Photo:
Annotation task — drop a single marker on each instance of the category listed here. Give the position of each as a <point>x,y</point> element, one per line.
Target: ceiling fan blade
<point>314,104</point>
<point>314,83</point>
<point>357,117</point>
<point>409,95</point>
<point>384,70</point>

———

§ What this task involves
Reproduce exactly every line between the line with "Annotation task —" and the last line of the records above, both included.

§ Answer for this exercise
Annotation task — drop a single marker on each instance of the category listed here. Give the position of each as a <point>x,y</point> element, one per line.
Target: ceiling fan blade
<point>314,104</point>
<point>314,83</point>
<point>357,117</point>
<point>409,95</point>
<point>384,70</point>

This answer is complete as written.